(Beginning of Records provided)
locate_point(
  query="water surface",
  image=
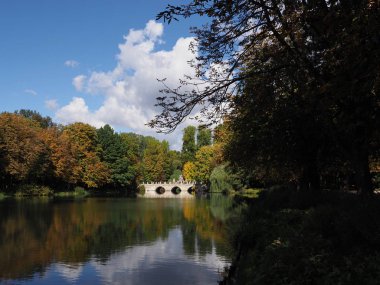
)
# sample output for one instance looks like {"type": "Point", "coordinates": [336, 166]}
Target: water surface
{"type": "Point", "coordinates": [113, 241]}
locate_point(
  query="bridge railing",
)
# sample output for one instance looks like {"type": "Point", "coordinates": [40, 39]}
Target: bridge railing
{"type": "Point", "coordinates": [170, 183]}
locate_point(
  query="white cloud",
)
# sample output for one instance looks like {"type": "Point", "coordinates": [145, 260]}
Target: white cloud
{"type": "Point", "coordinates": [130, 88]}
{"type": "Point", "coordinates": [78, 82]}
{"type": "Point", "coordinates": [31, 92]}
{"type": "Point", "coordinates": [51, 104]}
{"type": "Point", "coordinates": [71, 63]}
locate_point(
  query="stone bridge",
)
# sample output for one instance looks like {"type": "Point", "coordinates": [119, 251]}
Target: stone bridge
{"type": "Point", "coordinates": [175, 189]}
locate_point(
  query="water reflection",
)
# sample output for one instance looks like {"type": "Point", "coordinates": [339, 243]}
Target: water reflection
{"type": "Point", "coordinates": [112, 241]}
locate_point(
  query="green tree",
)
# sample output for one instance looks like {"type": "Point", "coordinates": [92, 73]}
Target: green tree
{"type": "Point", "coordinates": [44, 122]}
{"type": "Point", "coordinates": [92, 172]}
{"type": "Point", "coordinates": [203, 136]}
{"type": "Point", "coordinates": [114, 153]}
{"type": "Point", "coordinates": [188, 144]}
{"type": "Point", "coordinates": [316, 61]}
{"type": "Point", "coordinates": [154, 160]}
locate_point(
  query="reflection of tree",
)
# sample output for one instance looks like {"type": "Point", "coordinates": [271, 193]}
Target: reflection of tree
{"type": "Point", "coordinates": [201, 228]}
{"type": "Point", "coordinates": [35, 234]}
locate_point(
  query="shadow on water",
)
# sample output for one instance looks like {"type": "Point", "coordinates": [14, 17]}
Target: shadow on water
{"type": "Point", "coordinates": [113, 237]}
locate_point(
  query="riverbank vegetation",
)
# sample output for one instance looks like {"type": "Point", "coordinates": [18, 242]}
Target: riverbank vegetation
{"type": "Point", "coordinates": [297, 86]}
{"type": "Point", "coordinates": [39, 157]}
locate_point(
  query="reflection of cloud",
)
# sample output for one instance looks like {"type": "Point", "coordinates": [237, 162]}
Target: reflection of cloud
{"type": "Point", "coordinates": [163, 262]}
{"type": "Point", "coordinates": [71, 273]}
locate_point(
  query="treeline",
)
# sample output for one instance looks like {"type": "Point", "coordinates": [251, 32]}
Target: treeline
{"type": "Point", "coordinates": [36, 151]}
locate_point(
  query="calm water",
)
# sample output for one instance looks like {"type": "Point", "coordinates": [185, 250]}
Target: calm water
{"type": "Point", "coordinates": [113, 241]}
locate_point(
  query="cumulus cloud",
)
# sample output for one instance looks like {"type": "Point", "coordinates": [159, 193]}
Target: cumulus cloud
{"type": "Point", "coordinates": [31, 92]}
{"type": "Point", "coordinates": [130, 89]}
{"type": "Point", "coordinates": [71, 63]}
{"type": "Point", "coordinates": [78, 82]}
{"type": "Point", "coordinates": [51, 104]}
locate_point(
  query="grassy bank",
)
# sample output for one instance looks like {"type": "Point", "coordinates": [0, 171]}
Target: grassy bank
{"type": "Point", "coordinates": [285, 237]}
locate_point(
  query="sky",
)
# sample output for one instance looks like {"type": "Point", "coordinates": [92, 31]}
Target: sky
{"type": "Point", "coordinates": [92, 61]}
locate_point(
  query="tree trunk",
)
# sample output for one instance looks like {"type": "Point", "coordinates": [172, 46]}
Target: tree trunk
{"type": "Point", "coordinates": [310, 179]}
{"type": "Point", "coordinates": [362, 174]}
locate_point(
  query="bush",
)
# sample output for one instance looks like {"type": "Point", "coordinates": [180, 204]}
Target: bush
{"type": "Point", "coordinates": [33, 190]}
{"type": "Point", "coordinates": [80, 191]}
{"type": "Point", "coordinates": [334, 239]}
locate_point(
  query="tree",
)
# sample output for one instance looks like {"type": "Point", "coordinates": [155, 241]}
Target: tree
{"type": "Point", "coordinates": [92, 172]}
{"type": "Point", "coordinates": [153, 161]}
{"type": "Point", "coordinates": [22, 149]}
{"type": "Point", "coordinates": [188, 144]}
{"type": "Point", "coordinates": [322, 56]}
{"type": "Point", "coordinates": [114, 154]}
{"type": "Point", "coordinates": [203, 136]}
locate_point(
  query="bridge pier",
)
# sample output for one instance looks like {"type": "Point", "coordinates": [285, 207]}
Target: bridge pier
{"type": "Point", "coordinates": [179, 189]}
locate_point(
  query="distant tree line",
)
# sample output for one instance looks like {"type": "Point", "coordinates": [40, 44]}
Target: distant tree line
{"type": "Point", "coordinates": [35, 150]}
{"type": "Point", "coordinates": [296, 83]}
(End of Records provided)
Repeat the data exactly in full, omitting its pictures.

**Answer to this task:**
locate_point(
  query="water surface",
  image=
)
# sample output for one instance looks like {"type": "Point", "coordinates": [336, 166]}
Target: water surface
{"type": "Point", "coordinates": [113, 241]}
locate_point(
  query="bridge railing",
)
# sample output for one instance looks like {"type": "Point", "coordinates": [40, 39]}
Target: bridge railing
{"type": "Point", "coordinates": [170, 183]}
locate_point(
  query="white cloud",
)
# sample output for one instance looks like {"type": "Point", "coordinates": [145, 260]}
Target: white cloud
{"type": "Point", "coordinates": [130, 88]}
{"type": "Point", "coordinates": [78, 82]}
{"type": "Point", "coordinates": [31, 92]}
{"type": "Point", "coordinates": [51, 104]}
{"type": "Point", "coordinates": [71, 63]}
locate_point(
  query="stone bridge",
)
# sample output for one instance looks like {"type": "Point", "coordinates": [119, 251]}
Target: stone bridge
{"type": "Point", "coordinates": [175, 189]}
locate_point(
  query="water reflection",
)
# sample output for one instance looks like {"type": "Point", "coordinates": [339, 243]}
Target: water reflection
{"type": "Point", "coordinates": [112, 241]}
locate_point(
  query="green tree",
)
# sample output for one instance looks like {"type": "Point", "coordinates": [92, 73]}
Target: green tree
{"type": "Point", "coordinates": [44, 122]}
{"type": "Point", "coordinates": [92, 172]}
{"type": "Point", "coordinates": [203, 136]}
{"type": "Point", "coordinates": [114, 153]}
{"type": "Point", "coordinates": [188, 144]}
{"type": "Point", "coordinates": [316, 61]}
{"type": "Point", "coordinates": [154, 160]}
locate_point(
  query="reflection of tree",
)
# sample output for one instance looks like {"type": "Point", "coordinates": [271, 193]}
Target: reflection of tree
{"type": "Point", "coordinates": [201, 228]}
{"type": "Point", "coordinates": [35, 234]}
locate_point(
  query="shadow on water",
)
# sample output for one instance looks like {"type": "Point", "coordinates": [14, 17]}
Target: shadow on water
{"type": "Point", "coordinates": [113, 237]}
locate_point(
  query="riverbank vegetation",
)
# sample output for one instance looks like {"type": "Point", "coordinates": [18, 242]}
Target: riverbank vegetation
{"type": "Point", "coordinates": [297, 86]}
{"type": "Point", "coordinates": [39, 157]}
locate_point(
  query="reflection of cloud",
)
# sample output for one instance looks like {"type": "Point", "coordinates": [237, 162]}
Target: reflection of cloud
{"type": "Point", "coordinates": [163, 262]}
{"type": "Point", "coordinates": [71, 273]}
locate_point(
  query="treeline",
)
# sample output for one instance looks like {"type": "Point", "coordinates": [251, 32]}
Target: treeline
{"type": "Point", "coordinates": [36, 151]}
locate_point(
  query="calm water",
)
# sample output for one instance looks like {"type": "Point", "coordinates": [185, 250]}
Target: calm water
{"type": "Point", "coordinates": [113, 241]}
locate_point(
  query="cumulus cloud",
)
# sample output for one instance looks like {"type": "Point", "coordinates": [159, 193]}
Target: cumulus cloud
{"type": "Point", "coordinates": [31, 92]}
{"type": "Point", "coordinates": [130, 89]}
{"type": "Point", "coordinates": [71, 63]}
{"type": "Point", "coordinates": [78, 82]}
{"type": "Point", "coordinates": [51, 104]}
locate_point(
  query="grassy bank",
)
# sample output for one instance looks like {"type": "Point", "coordinates": [0, 171]}
Target: grassy bank
{"type": "Point", "coordinates": [285, 237]}
locate_point(
  query="sky",
)
# sample output for one instance looks like {"type": "Point", "coordinates": [92, 31]}
Target: sky
{"type": "Point", "coordinates": [92, 61]}
locate_point(
  query="tree trunk",
)
# sample output for one instance looks like {"type": "Point", "coordinates": [172, 46]}
Target: tree trunk
{"type": "Point", "coordinates": [310, 179]}
{"type": "Point", "coordinates": [362, 174]}
locate_point(
  query="bush",
)
# sample output for one instance looks like {"type": "Point", "coordinates": [180, 204]}
Target: bush
{"type": "Point", "coordinates": [33, 190]}
{"type": "Point", "coordinates": [80, 191]}
{"type": "Point", "coordinates": [334, 239]}
locate_point(
  query="tree",
)
# sample output for one instance looks like {"type": "Point", "coordinates": [155, 241]}
Target: tree
{"type": "Point", "coordinates": [92, 172]}
{"type": "Point", "coordinates": [153, 161]}
{"type": "Point", "coordinates": [22, 149]}
{"type": "Point", "coordinates": [188, 144]}
{"type": "Point", "coordinates": [322, 56]}
{"type": "Point", "coordinates": [114, 154]}
{"type": "Point", "coordinates": [203, 136]}
locate_point(
  query="bridge pier",
)
# sample output for one instance looks like {"type": "Point", "coordinates": [285, 207]}
Target: bridge pier
{"type": "Point", "coordinates": [179, 189]}
locate_point(
  query="distant tree line",
)
# sample output for one instance looks like {"type": "Point", "coordinates": [40, 44]}
Target: distant tree line
{"type": "Point", "coordinates": [35, 150]}
{"type": "Point", "coordinates": [296, 83]}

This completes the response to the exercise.